Written request: Output every entry exactly as written, but omit the pictures.

━━ Exercise input

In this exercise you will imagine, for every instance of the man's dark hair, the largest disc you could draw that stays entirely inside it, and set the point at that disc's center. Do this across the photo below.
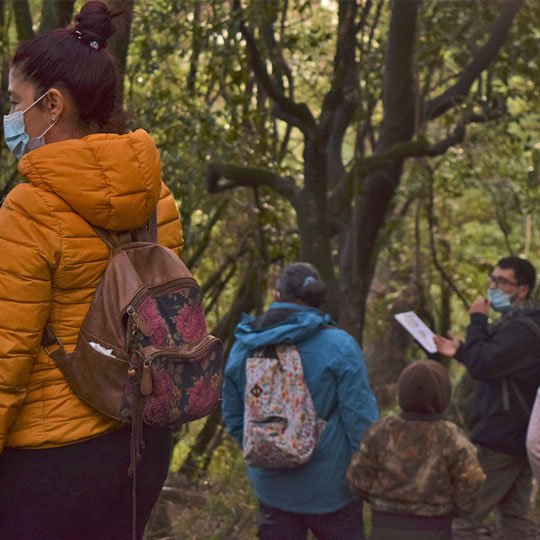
(523, 270)
(301, 281)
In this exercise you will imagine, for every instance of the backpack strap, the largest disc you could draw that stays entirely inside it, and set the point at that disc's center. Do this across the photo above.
(48, 339)
(146, 233)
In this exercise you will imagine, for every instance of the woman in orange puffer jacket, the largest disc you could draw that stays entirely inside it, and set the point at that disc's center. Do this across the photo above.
(63, 465)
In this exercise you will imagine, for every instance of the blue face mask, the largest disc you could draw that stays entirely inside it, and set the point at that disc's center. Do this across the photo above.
(499, 301)
(17, 139)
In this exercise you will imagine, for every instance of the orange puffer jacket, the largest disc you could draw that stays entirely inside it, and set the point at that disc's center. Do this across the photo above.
(51, 262)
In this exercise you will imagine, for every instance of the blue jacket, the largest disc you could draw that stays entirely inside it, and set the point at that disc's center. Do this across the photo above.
(336, 376)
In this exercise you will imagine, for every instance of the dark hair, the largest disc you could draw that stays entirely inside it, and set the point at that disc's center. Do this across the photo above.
(301, 281)
(523, 271)
(75, 59)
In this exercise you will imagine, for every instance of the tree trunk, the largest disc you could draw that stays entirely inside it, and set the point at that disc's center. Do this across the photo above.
(371, 206)
(23, 19)
(119, 43)
(55, 14)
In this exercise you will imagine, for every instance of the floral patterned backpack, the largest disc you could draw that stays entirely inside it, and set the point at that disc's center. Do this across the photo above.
(143, 353)
(281, 425)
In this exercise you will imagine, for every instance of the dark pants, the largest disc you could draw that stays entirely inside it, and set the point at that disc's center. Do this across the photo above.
(81, 491)
(276, 524)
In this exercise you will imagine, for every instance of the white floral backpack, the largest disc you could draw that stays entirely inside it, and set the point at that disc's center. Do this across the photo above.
(281, 425)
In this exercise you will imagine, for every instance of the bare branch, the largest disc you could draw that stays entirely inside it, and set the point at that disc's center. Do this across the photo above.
(297, 113)
(203, 243)
(23, 19)
(487, 53)
(223, 176)
(433, 248)
(339, 103)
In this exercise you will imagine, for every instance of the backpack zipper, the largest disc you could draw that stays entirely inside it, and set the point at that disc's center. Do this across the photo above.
(135, 301)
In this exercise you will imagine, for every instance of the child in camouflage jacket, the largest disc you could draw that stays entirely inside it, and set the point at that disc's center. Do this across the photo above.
(417, 470)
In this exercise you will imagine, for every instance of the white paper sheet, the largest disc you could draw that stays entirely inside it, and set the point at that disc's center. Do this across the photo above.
(418, 329)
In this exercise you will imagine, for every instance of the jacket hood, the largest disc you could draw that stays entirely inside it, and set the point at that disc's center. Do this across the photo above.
(300, 323)
(424, 387)
(113, 181)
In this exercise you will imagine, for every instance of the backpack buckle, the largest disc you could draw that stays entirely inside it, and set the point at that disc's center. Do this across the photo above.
(56, 341)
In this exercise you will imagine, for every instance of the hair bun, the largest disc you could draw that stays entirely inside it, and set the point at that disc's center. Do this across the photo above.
(94, 23)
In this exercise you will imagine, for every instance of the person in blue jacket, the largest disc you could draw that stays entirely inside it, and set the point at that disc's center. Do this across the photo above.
(314, 495)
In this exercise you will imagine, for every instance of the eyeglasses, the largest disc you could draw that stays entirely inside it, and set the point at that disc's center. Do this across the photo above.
(500, 281)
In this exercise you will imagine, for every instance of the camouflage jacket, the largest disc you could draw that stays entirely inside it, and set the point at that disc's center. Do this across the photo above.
(425, 468)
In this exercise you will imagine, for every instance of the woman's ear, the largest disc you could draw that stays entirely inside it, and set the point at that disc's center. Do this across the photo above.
(55, 103)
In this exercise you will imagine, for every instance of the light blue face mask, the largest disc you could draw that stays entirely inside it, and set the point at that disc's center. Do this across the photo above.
(499, 301)
(17, 140)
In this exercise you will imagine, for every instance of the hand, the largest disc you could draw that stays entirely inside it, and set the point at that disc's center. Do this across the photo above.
(446, 346)
(480, 305)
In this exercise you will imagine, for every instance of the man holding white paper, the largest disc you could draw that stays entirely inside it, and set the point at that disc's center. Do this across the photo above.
(504, 359)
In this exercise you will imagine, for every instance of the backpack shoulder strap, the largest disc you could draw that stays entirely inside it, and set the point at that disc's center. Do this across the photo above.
(146, 233)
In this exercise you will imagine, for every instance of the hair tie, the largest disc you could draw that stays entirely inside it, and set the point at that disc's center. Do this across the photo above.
(94, 44)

━━━━

Exercise output:
In this exercise you will imagine, for every instance of the man's dark hair, the largest disc you could draw that stays entirely inside it, and set the point at that disc's center. Do this across the photo below.
(523, 270)
(301, 281)
In this exercise you will imagine, for every instance of the backpack strap, the largest disc you could draw that stays entirely inside it, and set the point at that disc's center. Do this across the photo above.
(48, 339)
(146, 233)
In this exercise you will imagine, for every instance of the woman in orange puffer jacket, the largest disc you could draw that stays entirely inside it, and set the point at that disc's center. Do this across the photo above.
(63, 465)
In this exercise you will imagine, for every instance of the blue face mask, the largest disc you could draw that stays entirely inside it, and set the point at that disc's center. Do this across the photo above.
(499, 301)
(17, 139)
In this exercise you will imagine, for every instance of the orange puffer jacket, the largest disc you could draw that stays entirely inside it, and set the point at that disc's center. Do this across the photo above.
(51, 262)
In this exercise you will imagine, for every instance of the blue jacket, the largest disc you could draw that stays entirely inside it, and set the point at that disc's center. Do this across the photo above.
(336, 376)
In this exercise you will imagine, for every instance of the dark hair, the largest disc you could draw that stays entirely inside it, and set the point at that disc's center. Do this across the photo above.
(301, 281)
(523, 271)
(75, 59)
In this exercise you will imagine, for every instance of the tree trunk, the largest disc you could draw that stays entirely inside it, and set the point at that disc's center. Do this across the photo above.
(371, 206)
(23, 19)
(119, 43)
(55, 14)
In this exercise you will imagine, for every instance of the floral patterned backpack, the largest disc you could draw that stays entirely inside it, and set the point at that disc's center. Do this across the photo above.
(143, 353)
(281, 425)
In this exercise you will imagine, for every instance of the dark pants, the largest disc you could draw that stays entirely inside it, and set the point at that disc's center. Do this across the photo above.
(81, 491)
(276, 524)
In this exercise you will imagine, for every instance of the white floral backpack, the largest disc you could draw that stays entirely inside it, and set the point at that disc's center. Do this across the photo above.
(281, 425)
In this exercise you will imagine, for every instance of the bare branch, the largest disc you could draw that stays entirely inside it, and set the point at that disc's center. Do this across the photo above.
(297, 113)
(203, 243)
(23, 19)
(487, 53)
(223, 176)
(433, 248)
(339, 103)
In this exercise you will imagine, for every instance of the backpack zipper, the largest disc you could draw that stays entirely inside it, and set the point at that disc's center. Do this across the photo above.
(135, 301)
In this exercise you will imagine, for every instance of the child in camouflage jacket, the largest disc you could draw that stays entirely inside it, and set the point at that disc's center. Do this across the photo above.
(417, 470)
In this exercise you will imagine, for every instance of the white paper sheet, the largest disc you could draw that stays entirely inside it, and set the point at that disc's center. Do this across the photo above.
(418, 329)
In this exercise you will imagine, for every instance of the jacket hood, the largest disc you could draw that stays entirely inside it, and set the point at that disc's center. Do this across the photo above.
(300, 323)
(424, 387)
(113, 181)
In this exercise you will imagine, for every instance of the backpack buckle, the largest disc you could draw that stays entirely inside it, and set the point at that disc's center. Do this across the photo above.
(56, 341)
In this exercise you will imagine, for every instance of the hair bun, the largest disc you could draw that stays entirely inside it, and set the point at that disc's center. Do this across the photo above.
(94, 23)
In this exercise you will imagine, for every instance of the person in blue jacket, the largest disc you could draw that stays entirely inside it, and set the point at that disc's center. Do this across the photo above.
(314, 495)
In this exercise you will imagine, for every instance of the eyeglasses, the largest disc you could draw that stays entirely inside it, and set the point at that disc's center. Do this across the photo above.
(500, 281)
In this exercise you will imagine, for every instance of the camouflage jacket, the largest disc you could draw that stays entirely inside it, and set the point at that disc's center. Do this across the photo above.
(425, 468)
In this exercise you will imagine, for every instance of the woman's ear, the largest disc you could draw that stays entirely inside it, and set the point at that disc's center. Do this across the photo above.
(55, 103)
In this exercise you will imagine, for every instance of the light blue face mask, the largest disc you could draw that stays entirely inside it, and set the point at that disc's center. Do this across the photo above.
(499, 301)
(17, 140)
In this exercise you will imagine, for every instance of the hand, the largest disc you could draw that stays entirely inside it, and set the point at that disc's center. Do this across the photo above.
(446, 346)
(480, 305)
In this exercise you will imagine, for every instance of the man holding white paper, the largest disc you could draw that stays entirely inside it, and set the point at that disc's center. Do this across the photo above.
(504, 359)
In this exercise you will imagine, for every instance of the backpack shoulder strap, the largest disc you could draw that stays entirely inside it, and set the point at that disc's center. Do this across the photo above.
(146, 233)
In this exercise you will imagine, for every instance of the hair tie, the largest disc you could draw that stays entirely inside it, and set the point at that disc's center. Do this across the photo above.
(94, 44)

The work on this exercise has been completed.